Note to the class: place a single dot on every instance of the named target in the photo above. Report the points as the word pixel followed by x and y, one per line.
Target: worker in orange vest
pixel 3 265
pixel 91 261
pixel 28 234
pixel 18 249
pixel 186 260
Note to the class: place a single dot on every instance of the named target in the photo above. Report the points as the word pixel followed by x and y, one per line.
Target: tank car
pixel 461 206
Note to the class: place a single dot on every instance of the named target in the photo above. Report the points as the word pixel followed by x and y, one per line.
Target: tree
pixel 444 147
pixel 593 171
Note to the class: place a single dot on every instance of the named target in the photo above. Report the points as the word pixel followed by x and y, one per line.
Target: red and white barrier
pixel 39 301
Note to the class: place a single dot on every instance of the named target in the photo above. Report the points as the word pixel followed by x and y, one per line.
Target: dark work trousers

TASK STATEMENT
The response must consist solely of the lines from the one with "Target: red and white barrier" through the end of the listing above, copied exactly; please include the first and the last.

REPLY TO THE TASK
Target: red and white barrier
pixel 39 301
Note to the class: place a single dot on every instance of the named target in the photo above. Report the points as the word pixel followed by x and y, one per line.
Target: dark work trousers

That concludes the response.